■ **DATA FOR THIS EXERCISE**
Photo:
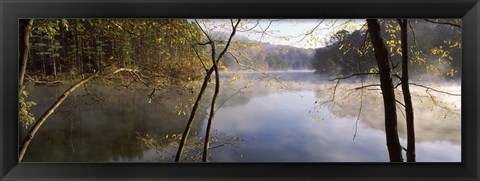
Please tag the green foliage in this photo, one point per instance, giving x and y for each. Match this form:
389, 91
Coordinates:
26, 118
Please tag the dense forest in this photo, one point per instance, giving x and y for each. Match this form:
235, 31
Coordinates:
180, 62
435, 48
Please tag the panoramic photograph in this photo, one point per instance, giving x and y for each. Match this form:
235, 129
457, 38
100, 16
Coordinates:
240, 90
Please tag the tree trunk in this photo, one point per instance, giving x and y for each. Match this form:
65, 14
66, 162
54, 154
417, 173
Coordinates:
406, 93
25, 28
386, 84
212, 108
54, 106
192, 115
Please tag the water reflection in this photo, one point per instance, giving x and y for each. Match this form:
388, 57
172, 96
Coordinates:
274, 126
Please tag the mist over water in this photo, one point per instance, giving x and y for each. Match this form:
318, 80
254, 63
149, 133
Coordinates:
276, 114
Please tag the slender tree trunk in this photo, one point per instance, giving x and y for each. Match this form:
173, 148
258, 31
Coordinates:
54, 106
185, 134
406, 93
25, 28
386, 84
212, 108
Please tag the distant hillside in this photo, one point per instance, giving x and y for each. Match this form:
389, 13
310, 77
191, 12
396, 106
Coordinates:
267, 56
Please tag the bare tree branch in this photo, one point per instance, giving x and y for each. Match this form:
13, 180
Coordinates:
444, 23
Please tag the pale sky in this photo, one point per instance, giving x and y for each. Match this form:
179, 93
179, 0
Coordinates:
303, 33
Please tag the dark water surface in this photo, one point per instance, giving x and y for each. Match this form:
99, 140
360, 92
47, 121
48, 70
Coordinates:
258, 124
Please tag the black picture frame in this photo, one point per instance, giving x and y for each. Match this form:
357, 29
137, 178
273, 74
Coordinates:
11, 11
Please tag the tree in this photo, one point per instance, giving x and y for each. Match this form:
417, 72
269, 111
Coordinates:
215, 60
386, 84
406, 92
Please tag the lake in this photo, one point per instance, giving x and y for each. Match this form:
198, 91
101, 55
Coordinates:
273, 117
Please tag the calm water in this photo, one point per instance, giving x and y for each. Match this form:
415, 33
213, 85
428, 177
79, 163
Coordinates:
259, 124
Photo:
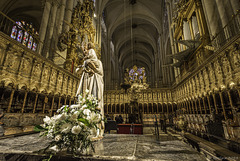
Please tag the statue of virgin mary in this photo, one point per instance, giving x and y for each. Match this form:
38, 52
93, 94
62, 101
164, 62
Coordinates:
92, 79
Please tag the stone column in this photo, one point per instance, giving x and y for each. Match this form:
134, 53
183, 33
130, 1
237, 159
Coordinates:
44, 24
212, 16
68, 15
24, 101
35, 103
10, 101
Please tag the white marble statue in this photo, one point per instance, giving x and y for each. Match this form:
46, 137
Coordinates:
92, 79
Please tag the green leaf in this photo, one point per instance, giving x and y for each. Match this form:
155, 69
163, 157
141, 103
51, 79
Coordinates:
39, 128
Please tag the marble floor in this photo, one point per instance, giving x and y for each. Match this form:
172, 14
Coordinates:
111, 147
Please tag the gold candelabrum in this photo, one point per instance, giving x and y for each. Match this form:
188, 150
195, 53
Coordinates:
81, 31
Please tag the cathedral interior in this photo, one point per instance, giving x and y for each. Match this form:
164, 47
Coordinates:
171, 69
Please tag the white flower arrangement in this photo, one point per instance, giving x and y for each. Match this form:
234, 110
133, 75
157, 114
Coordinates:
73, 127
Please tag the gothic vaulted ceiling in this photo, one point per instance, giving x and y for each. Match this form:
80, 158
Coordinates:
134, 27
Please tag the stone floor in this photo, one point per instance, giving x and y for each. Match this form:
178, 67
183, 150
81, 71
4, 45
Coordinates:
112, 147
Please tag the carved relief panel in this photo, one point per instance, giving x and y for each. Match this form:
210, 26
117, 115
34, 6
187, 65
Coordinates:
26, 66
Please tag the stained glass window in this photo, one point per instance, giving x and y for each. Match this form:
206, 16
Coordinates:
30, 42
34, 46
25, 33
20, 34
25, 38
14, 32
137, 73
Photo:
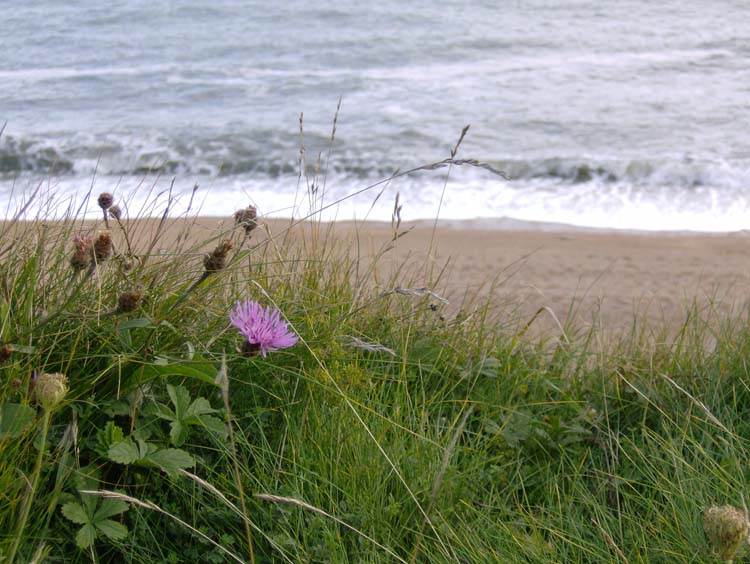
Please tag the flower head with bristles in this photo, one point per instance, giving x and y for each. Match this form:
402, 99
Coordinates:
50, 389
105, 200
247, 219
726, 528
263, 327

■ **THE PROBLEM**
Images are to be omitted; everything else in the records is to be transcribed exactly.

■ **RESPONSE BELOW**
Photo:
Please tag the green foliage in this photo, one point per instance, giving x and y for each. Match this form:
389, 91
Coordinates:
26, 118
Please tag the dense forest in this photo, one point per instance, giving x and y for each. Match this form:
235, 31
Coordinates:
180, 62
435, 48
Please tag the panoramic photograph in this photo, one point per instance, giving x and y for each. Match this form:
235, 129
457, 38
100, 16
Coordinates:
240, 90
Please tag the tree trunk in this photo, one point per instance, giving x and y for each. Match this form:
65, 14
66, 162
54, 154
417, 173
Coordinates:
406, 93
25, 28
386, 84
212, 108
54, 106
192, 115
Please tag the water reflection in this photo, one point per instance, giving x and y for each. Match this form:
388, 57
172, 96
Coordinates:
274, 126
Please tag the mist over water in this photo, one point per instance, giving x and y for each. Match this form:
318, 80
254, 63
149, 133
Coordinates:
276, 114
Please tag the slender tree trunk in this photo, one point per instance, giving x and y for each. Match this form:
173, 148
258, 31
Coordinates:
54, 106
185, 134
406, 93
25, 28
386, 84
212, 108
Please tag the distant hillside in this photo, one point per instance, giving x and y for each. Match this form:
389, 13
310, 77
191, 12
396, 106
Coordinates:
267, 56
Please tag the bare tree branch in this photo, one point per instance, giving x and y for each. Match this form:
13, 180
Coordinates:
444, 23
Please tag the pale sky in this photo, one point per instance, giving x and y for each. Match this form:
179, 93
179, 0
Coordinates:
303, 33
Please tag the dark water surface in this photo, one point per instance, giving x and y for each. Match this form:
99, 140
360, 92
47, 121
48, 70
Coordinates:
258, 124
Please tag the black picture frame in this photo, one point per instance, giving x and y for each. Match this form:
357, 29
137, 178
273, 74
Coordinates:
11, 11
Please tag the tree in this photo, one point per instance, giving x and y for each. Match this form:
417, 72
269, 111
Coordinates:
215, 60
386, 84
406, 92
Please tag the lake in this photo, one point per instance, giving x and y for each. Match this form:
198, 91
101, 55
Coordinates:
273, 117
Please tag the calm water in this photo, one point per instance, giving x and y for each. Match this form:
415, 33
213, 85
428, 177
79, 163
Coordinates:
259, 124
Photo:
Please tag the statue of virgin mary in this photo, one point per instance, giving x and y for each. Match this form:
38, 52
93, 94
62, 101
164, 62
Coordinates:
92, 79
Please tag the stone column in this photo, one point per instance, giving x and y for each. Match this form:
134, 53
183, 33
130, 1
237, 159
Coordinates:
44, 24
212, 16
68, 15
24, 101
35, 103
10, 101
Please tag the white marble statue in this photo, one point per instance, giving x and y for each. Match this form:
46, 137
Coordinates:
92, 79
Please tag the green leaf in this photo, one point per instance, giving x and y for each. Match this form:
155, 69
163, 157
141, 103
51, 79
Coordinates:
39, 128
Please tag the marble floor in this photo, one point per instance, giving x and y for each. Match this form:
172, 14
Coordinates:
111, 147
Please tag the gold candelabrum in this photo, one point per instance, giving x and y for each. Match this form:
188, 150
195, 53
Coordinates:
81, 31
Please tag the cathedral interior in this photo, one point per instance, giving x and y for each. Match this form:
164, 47
Coordinates:
171, 69
Please tag the white flower arrangement in this photo, one point per instance, giving x and y for each. Match this form:
234, 110
133, 75
157, 114
Coordinates:
73, 127
Please tag the gothic vaulted ceiling in this photo, one point per instance, giving x and y for each. Match this form:
80, 158
Coordinates:
134, 27
Please tag the stone floor in this photo, one point per instance, giving x and y for each. Match this form:
178, 67
183, 150
81, 71
4, 45
Coordinates:
112, 147
Please tag the carved relief panel in this photo, one point per instance, giving x and y for each. Match this form:
210, 26
117, 115
34, 6
187, 65
Coordinates:
26, 66
Please tag the stained glass window in this photo, one point per instance, giving x and y for each. Match this form:
206, 16
Coordinates:
30, 42
34, 46
25, 33
20, 34
25, 38
14, 32
137, 73
Photo:
Please tag the flower head with bristles in this photo, one point per instance, giving x and y for each. Match this form:
402, 99
Coordinates:
50, 389
105, 200
247, 219
726, 528
263, 327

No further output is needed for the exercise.